**AIM**
Edit the part of the records that opens with the line containing "Please tag the sleeve" and closes with the line containing "column 24, row 235", replacing "thickest part" with "widest part" and leaving everything else unchanged. Return only those lines.

**STORED RECORDS**
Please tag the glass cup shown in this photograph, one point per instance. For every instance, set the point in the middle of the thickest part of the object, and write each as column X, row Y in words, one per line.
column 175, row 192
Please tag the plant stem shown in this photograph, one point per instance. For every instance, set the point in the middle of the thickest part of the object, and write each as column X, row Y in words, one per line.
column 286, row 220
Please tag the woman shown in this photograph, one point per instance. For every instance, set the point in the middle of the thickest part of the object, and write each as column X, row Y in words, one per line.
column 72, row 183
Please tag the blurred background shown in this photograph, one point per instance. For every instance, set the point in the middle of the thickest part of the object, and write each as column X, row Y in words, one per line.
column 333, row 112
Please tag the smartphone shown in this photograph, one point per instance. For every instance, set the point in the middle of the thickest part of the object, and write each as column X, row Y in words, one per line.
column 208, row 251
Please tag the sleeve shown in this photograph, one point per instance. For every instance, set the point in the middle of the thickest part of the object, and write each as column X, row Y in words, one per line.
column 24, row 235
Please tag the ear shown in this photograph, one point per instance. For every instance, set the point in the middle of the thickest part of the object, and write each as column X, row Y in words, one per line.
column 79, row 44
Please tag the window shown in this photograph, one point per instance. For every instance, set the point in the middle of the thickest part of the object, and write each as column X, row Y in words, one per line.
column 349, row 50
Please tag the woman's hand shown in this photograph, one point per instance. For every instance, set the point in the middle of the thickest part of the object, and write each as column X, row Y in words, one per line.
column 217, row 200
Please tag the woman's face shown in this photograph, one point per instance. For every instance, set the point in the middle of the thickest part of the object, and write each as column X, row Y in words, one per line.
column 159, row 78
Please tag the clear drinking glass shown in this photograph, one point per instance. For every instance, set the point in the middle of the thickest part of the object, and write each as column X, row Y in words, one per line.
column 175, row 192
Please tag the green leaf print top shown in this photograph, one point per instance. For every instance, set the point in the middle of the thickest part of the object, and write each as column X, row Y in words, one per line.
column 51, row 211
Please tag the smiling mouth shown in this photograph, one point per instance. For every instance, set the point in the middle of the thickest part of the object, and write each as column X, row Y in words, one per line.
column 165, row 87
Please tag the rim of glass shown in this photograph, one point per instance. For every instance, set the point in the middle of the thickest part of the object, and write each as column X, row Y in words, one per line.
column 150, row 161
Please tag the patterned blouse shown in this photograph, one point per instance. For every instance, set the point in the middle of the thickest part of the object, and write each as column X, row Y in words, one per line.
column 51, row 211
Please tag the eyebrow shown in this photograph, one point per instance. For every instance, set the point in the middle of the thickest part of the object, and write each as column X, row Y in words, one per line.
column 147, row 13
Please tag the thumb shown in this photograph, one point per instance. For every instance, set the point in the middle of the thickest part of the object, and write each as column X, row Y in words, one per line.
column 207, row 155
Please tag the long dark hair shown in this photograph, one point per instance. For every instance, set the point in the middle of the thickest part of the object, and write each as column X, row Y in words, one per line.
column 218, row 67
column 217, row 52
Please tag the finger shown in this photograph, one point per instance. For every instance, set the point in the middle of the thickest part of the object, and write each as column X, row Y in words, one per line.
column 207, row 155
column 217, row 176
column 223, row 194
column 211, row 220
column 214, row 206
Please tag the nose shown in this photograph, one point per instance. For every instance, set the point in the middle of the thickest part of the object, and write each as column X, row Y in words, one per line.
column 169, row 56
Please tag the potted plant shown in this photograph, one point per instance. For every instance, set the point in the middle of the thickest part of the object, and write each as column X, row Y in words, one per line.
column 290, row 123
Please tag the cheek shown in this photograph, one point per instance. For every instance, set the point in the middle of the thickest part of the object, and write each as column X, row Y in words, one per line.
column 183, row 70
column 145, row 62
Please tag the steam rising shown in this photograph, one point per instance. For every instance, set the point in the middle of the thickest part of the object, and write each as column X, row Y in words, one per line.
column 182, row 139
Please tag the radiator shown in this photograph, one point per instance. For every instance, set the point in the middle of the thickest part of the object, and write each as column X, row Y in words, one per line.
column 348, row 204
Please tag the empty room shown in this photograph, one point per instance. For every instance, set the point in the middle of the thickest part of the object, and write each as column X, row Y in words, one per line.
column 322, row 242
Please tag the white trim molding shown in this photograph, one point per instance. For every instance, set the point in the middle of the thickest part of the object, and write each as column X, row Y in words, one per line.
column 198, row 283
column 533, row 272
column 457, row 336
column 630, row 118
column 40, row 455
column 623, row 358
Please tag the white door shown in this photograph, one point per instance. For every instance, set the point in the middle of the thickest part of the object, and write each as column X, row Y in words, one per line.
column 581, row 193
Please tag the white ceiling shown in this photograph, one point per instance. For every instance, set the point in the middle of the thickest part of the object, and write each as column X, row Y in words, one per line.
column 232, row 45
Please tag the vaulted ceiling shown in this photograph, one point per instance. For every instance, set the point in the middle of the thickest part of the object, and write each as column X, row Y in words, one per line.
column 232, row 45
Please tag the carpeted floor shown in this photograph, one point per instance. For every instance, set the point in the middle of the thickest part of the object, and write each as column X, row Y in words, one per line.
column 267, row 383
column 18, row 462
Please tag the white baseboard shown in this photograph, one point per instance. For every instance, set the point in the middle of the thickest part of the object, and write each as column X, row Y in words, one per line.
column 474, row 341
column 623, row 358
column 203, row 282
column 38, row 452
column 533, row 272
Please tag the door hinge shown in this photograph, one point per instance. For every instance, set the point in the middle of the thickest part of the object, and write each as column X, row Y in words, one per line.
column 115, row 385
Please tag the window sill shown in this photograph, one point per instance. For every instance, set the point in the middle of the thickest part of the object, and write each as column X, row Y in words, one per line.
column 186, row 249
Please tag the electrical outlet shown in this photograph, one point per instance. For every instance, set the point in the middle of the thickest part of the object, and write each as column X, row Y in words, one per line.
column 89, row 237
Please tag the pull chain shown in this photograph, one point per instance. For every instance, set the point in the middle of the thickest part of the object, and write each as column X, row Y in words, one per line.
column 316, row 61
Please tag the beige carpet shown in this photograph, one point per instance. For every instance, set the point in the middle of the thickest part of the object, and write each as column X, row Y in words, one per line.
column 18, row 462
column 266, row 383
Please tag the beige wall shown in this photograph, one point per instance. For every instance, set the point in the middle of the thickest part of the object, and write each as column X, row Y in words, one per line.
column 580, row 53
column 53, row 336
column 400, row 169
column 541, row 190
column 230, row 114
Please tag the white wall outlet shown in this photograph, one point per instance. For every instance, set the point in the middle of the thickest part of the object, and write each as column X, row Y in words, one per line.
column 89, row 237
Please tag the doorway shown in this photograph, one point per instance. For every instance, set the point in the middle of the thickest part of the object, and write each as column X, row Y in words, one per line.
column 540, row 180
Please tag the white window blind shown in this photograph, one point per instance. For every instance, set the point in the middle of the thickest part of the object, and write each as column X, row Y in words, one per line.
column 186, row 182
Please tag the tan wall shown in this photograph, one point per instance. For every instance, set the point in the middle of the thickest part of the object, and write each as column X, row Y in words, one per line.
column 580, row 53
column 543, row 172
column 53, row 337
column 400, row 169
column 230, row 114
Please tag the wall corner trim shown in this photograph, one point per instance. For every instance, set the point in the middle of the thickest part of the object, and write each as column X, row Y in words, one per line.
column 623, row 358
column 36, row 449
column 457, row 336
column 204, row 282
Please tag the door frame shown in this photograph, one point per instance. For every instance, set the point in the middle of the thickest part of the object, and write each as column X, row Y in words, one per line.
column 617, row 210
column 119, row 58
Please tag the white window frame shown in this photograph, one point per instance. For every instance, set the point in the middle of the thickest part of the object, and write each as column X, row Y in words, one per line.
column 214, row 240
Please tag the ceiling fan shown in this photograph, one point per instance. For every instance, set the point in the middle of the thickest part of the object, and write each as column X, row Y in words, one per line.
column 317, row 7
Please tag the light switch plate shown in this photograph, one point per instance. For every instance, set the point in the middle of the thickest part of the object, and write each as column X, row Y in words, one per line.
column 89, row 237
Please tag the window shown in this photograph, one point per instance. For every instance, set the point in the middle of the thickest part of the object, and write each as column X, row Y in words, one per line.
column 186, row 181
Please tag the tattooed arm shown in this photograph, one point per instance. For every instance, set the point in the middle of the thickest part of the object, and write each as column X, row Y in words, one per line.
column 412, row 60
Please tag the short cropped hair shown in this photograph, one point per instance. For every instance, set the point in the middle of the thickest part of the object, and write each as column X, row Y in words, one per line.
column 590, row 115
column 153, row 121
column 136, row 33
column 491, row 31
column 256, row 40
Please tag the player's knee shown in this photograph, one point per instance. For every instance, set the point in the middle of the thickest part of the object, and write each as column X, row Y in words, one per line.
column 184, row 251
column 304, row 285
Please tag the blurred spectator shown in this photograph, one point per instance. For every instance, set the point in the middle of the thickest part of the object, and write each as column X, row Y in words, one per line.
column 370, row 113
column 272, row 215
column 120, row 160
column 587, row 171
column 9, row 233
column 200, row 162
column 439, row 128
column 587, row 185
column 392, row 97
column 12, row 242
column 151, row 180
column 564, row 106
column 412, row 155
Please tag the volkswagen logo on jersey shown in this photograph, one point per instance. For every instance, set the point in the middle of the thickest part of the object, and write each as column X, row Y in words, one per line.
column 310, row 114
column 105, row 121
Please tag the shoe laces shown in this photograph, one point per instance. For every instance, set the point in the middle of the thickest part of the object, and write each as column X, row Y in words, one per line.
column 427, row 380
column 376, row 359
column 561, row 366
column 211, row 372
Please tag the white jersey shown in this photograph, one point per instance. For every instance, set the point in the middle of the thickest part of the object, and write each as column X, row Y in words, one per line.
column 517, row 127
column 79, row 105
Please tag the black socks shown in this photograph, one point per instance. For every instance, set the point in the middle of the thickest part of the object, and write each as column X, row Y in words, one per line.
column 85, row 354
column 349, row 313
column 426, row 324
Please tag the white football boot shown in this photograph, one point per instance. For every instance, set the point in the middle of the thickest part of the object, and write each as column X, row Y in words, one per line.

**THE REPLY**
Please tag the sleeve shown in this photograph, one point per instance. For every instance, set the point in the middle of the widest part of the object, and write each as column X, row Y in words, one per line.
column 24, row 235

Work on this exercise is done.